▶ _DATA SUPPLIED_:
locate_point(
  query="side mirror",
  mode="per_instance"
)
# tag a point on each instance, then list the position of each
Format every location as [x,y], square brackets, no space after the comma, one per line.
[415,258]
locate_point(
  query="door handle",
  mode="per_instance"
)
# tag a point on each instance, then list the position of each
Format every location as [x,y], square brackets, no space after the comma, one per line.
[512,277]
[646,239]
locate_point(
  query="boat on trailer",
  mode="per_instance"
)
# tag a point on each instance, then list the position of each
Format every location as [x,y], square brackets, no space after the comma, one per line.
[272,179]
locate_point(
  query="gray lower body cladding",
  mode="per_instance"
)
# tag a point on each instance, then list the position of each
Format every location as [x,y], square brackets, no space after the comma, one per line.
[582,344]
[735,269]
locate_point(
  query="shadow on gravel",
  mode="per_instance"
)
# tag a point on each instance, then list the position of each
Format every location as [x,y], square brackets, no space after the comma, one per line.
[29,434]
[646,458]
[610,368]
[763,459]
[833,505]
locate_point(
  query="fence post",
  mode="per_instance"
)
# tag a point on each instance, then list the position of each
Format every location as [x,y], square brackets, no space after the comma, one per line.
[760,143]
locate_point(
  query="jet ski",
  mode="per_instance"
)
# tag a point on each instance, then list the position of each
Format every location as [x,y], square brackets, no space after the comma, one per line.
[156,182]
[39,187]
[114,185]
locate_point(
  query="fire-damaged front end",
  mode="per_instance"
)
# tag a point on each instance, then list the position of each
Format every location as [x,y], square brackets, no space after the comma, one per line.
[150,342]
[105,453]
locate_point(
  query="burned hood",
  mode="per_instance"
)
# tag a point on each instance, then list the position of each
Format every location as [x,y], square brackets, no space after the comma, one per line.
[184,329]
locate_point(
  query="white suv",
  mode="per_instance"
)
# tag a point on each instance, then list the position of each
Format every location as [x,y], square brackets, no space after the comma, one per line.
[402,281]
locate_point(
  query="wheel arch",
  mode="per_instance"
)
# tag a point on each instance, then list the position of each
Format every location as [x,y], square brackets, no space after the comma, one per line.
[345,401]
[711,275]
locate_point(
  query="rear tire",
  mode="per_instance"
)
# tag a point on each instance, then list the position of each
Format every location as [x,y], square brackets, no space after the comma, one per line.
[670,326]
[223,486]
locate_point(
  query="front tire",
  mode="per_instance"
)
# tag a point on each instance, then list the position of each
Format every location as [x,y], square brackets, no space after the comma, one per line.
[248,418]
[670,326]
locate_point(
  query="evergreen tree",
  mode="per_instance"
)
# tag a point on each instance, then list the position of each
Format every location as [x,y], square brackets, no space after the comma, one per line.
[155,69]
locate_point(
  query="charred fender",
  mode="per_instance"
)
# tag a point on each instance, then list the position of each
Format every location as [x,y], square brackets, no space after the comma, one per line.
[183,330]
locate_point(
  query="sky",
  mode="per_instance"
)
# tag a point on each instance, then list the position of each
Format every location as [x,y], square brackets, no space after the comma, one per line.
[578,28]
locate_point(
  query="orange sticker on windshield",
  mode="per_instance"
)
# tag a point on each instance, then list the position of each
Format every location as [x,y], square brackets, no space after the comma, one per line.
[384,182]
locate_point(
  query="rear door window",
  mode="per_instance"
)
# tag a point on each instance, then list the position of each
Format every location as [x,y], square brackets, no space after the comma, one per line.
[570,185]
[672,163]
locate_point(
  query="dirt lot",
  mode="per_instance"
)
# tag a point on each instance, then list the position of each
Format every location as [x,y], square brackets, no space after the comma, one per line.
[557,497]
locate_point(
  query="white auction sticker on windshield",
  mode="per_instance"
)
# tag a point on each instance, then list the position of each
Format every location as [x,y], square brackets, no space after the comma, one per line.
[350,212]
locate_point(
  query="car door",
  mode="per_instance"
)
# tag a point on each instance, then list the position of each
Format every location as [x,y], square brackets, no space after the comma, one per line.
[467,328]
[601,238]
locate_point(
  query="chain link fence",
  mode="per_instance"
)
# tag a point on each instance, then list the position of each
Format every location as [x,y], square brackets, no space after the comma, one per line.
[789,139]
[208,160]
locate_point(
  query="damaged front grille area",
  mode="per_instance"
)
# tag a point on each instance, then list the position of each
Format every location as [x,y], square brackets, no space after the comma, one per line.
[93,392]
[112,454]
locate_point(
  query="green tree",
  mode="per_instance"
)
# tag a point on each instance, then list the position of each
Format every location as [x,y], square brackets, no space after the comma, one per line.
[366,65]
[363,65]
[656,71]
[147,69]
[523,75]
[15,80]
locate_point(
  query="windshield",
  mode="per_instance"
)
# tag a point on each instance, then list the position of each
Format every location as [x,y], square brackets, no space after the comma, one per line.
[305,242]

▶ _EXERCISE INSTRUCTIONS_:
Pull out every line of the records above that contains the string "windshield".

▶ _EXERCISE RESPONSE_:
  query="orange sticker on windshield",
  query="white auction sticker on windshield",
  query="windshield",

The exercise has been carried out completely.